Exercise tasks —
1. Write out the passage of the sales tax lawsuit article that opens with the words containing "The Complaint then" and closes with "Complaint was going?".
2. Increase every answer coordinate by 120 in the entries, from the line containing "written as (1249,483)." through the end of the entries. Give all of those lines again with every other line unchanged, and leave the pictures out.

Selection —
----

In November 30, 2012, MST Construction Inc (MST), filed suit against the Department of Revenue in Leon County. MST claimed that it does not owe an assessed sales tax purported to be owed by the Florida Department of Revenue ("FDOR"). As a Florida sales tax attorney, this Complaint, at first glance, seemed to be like a run of the mill assessment case in which the FDOR assessed tax on transactions that may or may not be taxable. It introduces MST as a construction and installation company, which automatically sets off alarms in any state and local tax lawyers head. We have written numerous blogs on the issues that face contractors in Florida. One common predicament is whether the transaction involves taxable tangible personal property ("TPP") or non-taxable real property. If the contractor is selling TPP then it should make its purchases tax free (using a resale certificate) and charge sales tax to the final customer on the resale of the TPP as well as the installation. If, however, the contractor is a real property contractor, then it should pay or accrue tax on its TPP purchases and is not required to charge tax on the sale of the property or the installation. In our practice, we see this issue on almost a daily basis and usually to the detriment of someone other than the state of Florida. It is amazing how gray areas of sales tax law always seem to burn the taxpayer and rarely the state that created the ambiguity.
The Complaint then goes on to describe that MST specializes in the installation of gas and/or petroleum tanks for various commercial customers nation-wide. As an individual who grew up in with a family in the petroleum industry, this caught my attention as well. I have written numerous blogs about potential refund claims for alleged "manufacturing equipment." The hot issue within the industry is whether the mid-grade pumps "manufacture" gasoline by mixing the high and low grades. Maybe that's where this Complaint was going?

----

Input material —
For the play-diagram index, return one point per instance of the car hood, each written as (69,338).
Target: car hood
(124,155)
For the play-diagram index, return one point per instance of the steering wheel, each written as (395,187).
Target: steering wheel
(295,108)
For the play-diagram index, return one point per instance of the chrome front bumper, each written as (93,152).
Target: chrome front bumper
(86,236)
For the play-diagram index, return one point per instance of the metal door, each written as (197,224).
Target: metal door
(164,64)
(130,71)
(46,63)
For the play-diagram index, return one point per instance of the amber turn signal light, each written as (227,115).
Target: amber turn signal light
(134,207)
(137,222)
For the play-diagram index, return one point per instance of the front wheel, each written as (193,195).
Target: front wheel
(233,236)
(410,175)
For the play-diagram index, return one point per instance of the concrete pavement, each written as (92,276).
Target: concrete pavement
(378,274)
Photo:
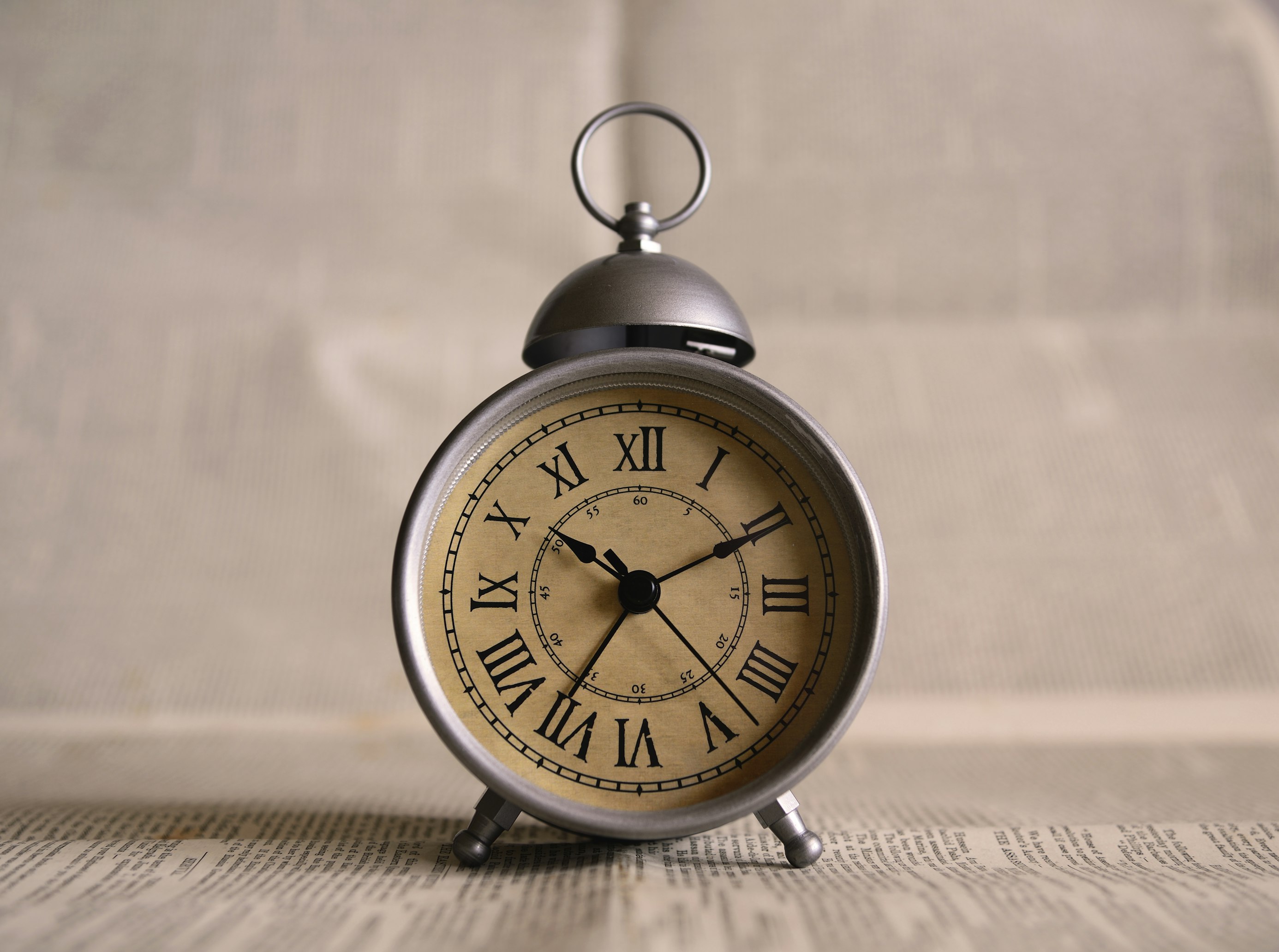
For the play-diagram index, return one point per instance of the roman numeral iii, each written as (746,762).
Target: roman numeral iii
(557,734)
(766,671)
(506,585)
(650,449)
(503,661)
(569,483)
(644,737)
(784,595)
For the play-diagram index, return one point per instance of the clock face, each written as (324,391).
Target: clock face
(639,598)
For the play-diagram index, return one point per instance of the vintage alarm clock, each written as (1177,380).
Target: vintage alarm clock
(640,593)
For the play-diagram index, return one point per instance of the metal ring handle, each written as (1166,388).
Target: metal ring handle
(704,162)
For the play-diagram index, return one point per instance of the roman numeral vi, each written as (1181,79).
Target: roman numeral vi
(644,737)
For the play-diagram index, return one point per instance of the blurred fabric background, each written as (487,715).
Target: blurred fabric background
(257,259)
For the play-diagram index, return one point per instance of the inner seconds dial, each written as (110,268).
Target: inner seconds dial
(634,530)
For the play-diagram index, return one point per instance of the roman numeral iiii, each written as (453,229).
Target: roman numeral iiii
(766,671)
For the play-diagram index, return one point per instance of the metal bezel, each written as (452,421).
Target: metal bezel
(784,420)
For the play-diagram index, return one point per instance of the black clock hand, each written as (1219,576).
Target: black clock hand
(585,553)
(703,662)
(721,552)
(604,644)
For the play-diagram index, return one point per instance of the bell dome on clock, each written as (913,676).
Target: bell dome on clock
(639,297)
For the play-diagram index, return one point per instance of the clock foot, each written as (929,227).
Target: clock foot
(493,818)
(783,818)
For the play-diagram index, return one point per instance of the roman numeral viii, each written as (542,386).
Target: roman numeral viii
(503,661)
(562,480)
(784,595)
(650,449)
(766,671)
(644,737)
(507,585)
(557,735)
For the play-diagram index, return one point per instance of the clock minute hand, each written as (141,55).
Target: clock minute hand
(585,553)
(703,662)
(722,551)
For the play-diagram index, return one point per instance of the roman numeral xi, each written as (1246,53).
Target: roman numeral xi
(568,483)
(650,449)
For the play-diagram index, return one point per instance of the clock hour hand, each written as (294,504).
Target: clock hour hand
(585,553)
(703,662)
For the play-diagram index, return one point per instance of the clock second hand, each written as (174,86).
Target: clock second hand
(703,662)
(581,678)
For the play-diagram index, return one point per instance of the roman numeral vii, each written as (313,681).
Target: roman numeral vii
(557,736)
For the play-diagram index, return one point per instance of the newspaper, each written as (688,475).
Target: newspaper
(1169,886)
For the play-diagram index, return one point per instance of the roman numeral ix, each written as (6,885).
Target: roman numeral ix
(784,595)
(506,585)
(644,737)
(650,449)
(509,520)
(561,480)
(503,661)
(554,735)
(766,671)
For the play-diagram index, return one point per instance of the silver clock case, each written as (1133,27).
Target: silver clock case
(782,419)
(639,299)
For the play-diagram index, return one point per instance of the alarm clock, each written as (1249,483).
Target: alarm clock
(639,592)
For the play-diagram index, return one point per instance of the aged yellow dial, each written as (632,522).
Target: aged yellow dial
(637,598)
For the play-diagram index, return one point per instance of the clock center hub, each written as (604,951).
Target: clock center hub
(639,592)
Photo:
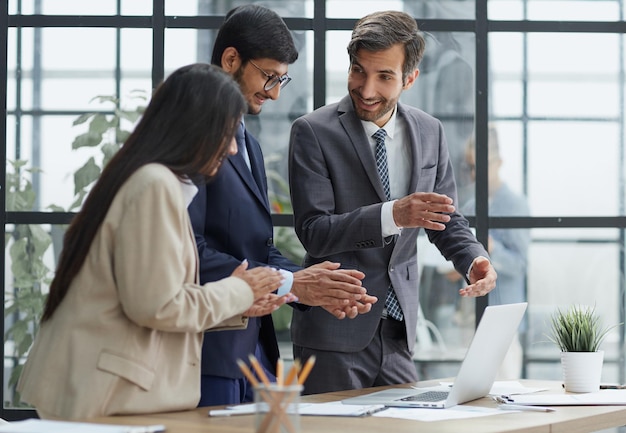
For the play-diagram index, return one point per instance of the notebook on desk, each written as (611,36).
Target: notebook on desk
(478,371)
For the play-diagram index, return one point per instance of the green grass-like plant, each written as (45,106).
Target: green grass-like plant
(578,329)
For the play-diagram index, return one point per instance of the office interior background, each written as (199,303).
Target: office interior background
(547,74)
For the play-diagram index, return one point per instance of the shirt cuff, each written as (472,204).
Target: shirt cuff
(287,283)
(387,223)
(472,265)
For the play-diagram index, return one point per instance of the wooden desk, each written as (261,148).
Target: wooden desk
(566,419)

----

Results for the exercise —
1.
The Complaint then goes on to describe that MST specializes in the installation of gas and/or petroleum tanks for various commercial customers nation-wide. As an individual who grew up in with a family in the petroleum industry, this caught my attention as well. I have written numerous blogs about potential refund claims for alleged "manufacturing equipment." The hot issue within the industry is whether the mid-grade pumps "manufacture" gasoline by mixing the high and low grades. Maybe that's where this Complaint was going?

2.
For the play-diagram index, return one point per instance of the alarm clock, each written as (1249,483).
Target: alarm clock
(759,712)
For the play-diagram index, return one point per instance of the aged yellow dial, each written as (632,522).
Target: aged yellow dial
(757,718)
For the play-diagram index, return one point per instance of the clock center hub, each written as (604,951).
Target: clock center hub
(759,712)
Photo:
For the play-diagram index, return one point per instance of the notebook on desk, each written as (611,36).
Target: notebook on desk
(598,491)
For the play-diagram index, return one point per instance of the green grass-like plant, each written as (45,106).
Target: green grass-like plant
(698,449)
For the play-diagram index, return one point per instance of the office interior background, each written as (199,303).
Target: office interior background
(667,194)
For the play-diagram index, return one point per instance of the shirt cuff, each written as (472,204).
Target: shirt cuff
(407,403)
(507,343)
(592,385)
For the play-diagram index, return one point per instance of the wooden desk, each written as (261,148).
Target: wooden desk
(686,539)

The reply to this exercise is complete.